-- START OF Input --
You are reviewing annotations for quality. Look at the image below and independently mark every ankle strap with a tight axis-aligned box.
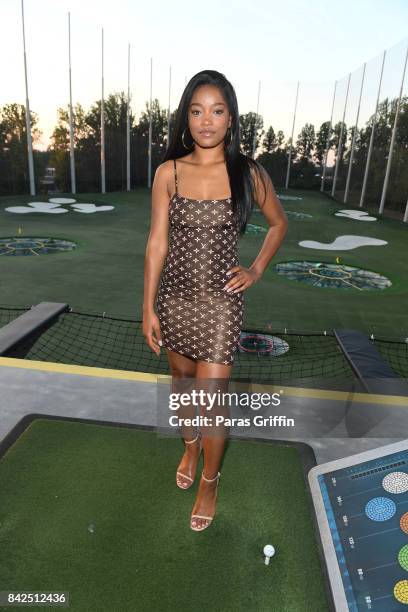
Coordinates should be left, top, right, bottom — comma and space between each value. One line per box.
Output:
184, 432, 201, 444
201, 472, 221, 482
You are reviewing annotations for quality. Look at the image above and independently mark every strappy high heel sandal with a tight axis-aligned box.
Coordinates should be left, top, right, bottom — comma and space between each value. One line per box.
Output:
190, 472, 221, 531
176, 431, 202, 491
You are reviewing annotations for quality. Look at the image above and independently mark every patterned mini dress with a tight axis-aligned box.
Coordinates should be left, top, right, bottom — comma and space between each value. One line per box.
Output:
156, 160, 244, 365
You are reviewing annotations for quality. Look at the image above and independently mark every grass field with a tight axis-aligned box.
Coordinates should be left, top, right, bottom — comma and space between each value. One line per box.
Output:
0, 418, 329, 612
0, 189, 408, 338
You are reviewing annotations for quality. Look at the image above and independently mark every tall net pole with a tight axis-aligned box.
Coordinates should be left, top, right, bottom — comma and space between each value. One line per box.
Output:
331, 72, 351, 196
126, 43, 130, 191
21, 0, 35, 195
101, 28, 106, 193
378, 47, 408, 215
252, 81, 261, 158
320, 81, 337, 191
285, 81, 299, 189
147, 57, 153, 189
343, 64, 366, 204
167, 66, 171, 148
68, 13, 76, 193
359, 50, 387, 208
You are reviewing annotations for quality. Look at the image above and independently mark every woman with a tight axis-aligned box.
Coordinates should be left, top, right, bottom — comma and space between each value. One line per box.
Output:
143, 70, 287, 531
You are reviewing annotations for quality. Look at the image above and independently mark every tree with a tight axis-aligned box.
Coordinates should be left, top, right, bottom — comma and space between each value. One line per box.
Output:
296, 123, 316, 162
239, 112, 264, 156
0, 103, 43, 193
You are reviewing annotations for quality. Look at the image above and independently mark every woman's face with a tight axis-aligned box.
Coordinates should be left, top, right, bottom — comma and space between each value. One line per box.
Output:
188, 85, 231, 148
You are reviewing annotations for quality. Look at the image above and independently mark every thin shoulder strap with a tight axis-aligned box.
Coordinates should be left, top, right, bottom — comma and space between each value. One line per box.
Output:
173, 159, 178, 195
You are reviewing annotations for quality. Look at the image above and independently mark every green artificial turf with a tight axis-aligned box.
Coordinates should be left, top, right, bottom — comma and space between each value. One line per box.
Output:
0, 418, 328, 612
0, 189, 408, 338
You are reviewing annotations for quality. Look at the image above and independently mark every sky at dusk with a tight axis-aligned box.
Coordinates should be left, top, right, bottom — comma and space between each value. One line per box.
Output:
0, 0, 408, 148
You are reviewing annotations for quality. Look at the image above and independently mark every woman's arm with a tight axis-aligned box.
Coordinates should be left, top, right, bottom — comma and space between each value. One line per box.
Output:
249, 170, 288, 279
224, 167, 288, 293
143, 162, 170, 355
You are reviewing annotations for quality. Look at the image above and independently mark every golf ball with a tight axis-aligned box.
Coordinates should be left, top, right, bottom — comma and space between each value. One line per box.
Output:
264, 544, 275, 557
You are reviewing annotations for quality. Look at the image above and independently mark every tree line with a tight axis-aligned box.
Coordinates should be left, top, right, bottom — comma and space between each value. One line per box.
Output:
0, 92, 408, 211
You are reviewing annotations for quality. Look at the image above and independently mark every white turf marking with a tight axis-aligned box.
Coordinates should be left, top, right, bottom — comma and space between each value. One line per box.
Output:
4, 198, 115, 215
49, 198, 76, 204
334, 209, 377, 221
5, 202, 68, 215
299, 236, 388, 251
71, 204, 115, 213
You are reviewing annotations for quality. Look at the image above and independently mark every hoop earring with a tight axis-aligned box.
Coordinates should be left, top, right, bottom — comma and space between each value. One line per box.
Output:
224, 128, 232, 149
181, 128, 194, 151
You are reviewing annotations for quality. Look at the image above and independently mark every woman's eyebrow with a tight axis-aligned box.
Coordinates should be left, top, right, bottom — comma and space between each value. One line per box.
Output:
190, 102, 225, 106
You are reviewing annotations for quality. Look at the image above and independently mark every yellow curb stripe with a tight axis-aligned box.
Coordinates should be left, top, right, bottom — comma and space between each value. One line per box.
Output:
0, 357, 408, 408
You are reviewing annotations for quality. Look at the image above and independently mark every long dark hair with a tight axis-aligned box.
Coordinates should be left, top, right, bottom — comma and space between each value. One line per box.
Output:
163, 70, 266, 234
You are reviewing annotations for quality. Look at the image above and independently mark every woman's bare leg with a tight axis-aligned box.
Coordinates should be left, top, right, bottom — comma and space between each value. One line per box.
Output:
166, 349, 200, 488
191, 361, 232, 529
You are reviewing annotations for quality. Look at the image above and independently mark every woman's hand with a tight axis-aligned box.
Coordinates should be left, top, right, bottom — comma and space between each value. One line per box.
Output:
143, 310, 162, 357
224, 266, 262, 293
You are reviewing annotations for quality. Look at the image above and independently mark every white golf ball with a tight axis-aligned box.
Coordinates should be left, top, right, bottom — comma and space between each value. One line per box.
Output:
264, 544, 275, 557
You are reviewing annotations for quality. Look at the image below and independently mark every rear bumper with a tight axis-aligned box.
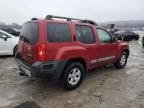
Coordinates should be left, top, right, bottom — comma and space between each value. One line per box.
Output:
15, 54, 67, 80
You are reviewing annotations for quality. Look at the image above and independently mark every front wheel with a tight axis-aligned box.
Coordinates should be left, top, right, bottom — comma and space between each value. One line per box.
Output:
115, 51, 128, 69
62, 62, 84, 90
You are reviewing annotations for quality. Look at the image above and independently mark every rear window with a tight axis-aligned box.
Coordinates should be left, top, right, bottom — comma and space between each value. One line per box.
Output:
47, 23, 72, 42
21, 23, 38, 44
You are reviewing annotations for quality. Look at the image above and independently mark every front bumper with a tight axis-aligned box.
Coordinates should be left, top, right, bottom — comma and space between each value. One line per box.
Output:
15, 54, 67, 80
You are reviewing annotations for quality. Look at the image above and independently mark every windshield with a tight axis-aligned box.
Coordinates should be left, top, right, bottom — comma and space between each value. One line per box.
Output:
21, 23, 38, 44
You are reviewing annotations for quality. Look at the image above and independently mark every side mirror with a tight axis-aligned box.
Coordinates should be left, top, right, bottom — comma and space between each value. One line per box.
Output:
112, 36, 118, 43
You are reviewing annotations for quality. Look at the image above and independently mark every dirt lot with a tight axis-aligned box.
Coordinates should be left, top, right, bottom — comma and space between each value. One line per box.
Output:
0, 32, 144, 108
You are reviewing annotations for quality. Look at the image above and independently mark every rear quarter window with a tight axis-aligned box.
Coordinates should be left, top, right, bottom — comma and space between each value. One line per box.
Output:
47, 23, 72, 42
21, 23, 39, 44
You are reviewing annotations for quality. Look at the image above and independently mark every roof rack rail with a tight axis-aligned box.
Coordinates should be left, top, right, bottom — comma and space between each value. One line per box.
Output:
46, 15, 97, 25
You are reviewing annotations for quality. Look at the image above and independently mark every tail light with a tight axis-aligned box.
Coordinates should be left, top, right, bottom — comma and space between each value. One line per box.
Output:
38, 44, 46, 61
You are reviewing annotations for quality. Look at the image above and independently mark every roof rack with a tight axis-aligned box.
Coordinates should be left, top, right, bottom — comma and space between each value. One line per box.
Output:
46, 15, 97, 25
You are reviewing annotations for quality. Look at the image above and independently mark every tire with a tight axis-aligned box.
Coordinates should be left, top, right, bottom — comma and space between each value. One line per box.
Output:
13, 45, 18, 56
115, 51, 128, 69
62, 62, 85, 90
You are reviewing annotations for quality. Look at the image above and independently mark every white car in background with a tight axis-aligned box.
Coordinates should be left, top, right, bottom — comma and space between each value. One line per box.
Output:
0, 30, 19, 56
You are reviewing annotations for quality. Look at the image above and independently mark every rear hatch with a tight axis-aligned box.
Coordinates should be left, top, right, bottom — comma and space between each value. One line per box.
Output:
18, 22, 39, 64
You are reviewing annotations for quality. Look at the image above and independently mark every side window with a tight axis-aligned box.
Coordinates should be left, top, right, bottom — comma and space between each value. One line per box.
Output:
76, 25, 95, 44
97, 29, 111, 43
0, 32, 8, 38
47, 23, 72, 42
76, 26, 85, 43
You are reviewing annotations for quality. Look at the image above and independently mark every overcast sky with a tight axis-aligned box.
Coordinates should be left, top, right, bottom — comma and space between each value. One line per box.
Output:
0, 0, 144, 24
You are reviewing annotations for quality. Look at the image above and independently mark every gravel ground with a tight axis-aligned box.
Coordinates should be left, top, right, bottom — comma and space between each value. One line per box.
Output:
0, 31, 144, 108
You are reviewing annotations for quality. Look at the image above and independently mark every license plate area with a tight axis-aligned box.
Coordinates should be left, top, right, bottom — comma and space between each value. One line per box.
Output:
20, 67, 31, 77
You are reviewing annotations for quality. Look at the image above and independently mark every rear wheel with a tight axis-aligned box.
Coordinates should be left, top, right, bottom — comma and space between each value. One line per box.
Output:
115, 51, 128, 69
13, 45, 18, 56
62, 62, 84, 90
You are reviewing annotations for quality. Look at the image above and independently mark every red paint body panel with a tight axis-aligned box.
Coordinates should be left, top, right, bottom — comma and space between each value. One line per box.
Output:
18, 20, 129, 69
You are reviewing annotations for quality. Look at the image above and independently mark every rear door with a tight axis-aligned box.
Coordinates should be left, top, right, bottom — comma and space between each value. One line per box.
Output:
0, 32, 13, 55
97, 28, 117, 65
76, 24, 99, 68
18, 22, 39, 64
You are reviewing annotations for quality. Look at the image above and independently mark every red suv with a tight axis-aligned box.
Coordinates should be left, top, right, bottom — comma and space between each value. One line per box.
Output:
16, 15, 129, 90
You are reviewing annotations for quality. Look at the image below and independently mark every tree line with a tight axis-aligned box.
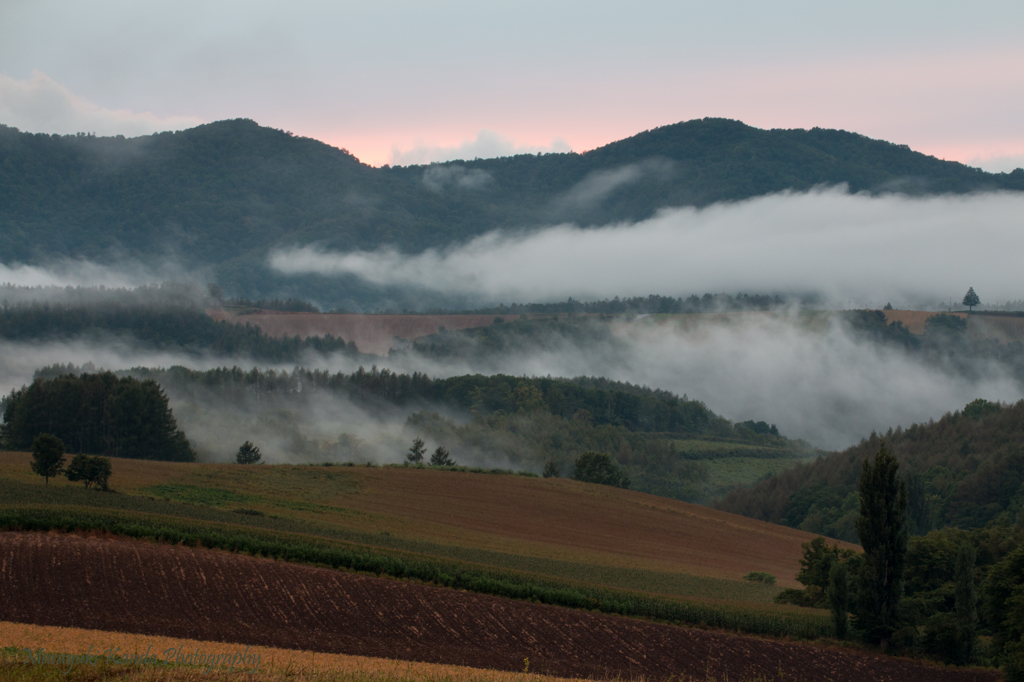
-- END OF Input --
Please write out, word for word, the entries from the line containing "shoulder strap with a tight axis-aligned box." through the line containing "173, 159, 178, 195", with both of those lines included.

You are reviewing annotations for quality. Look at the image above and independently mark every thin shoulder strap with a tight axis-aligned box.
Coordinates should be left, top, right, bottom — comma and space between each value. One line per box.
Output:
173, 159, 178, 195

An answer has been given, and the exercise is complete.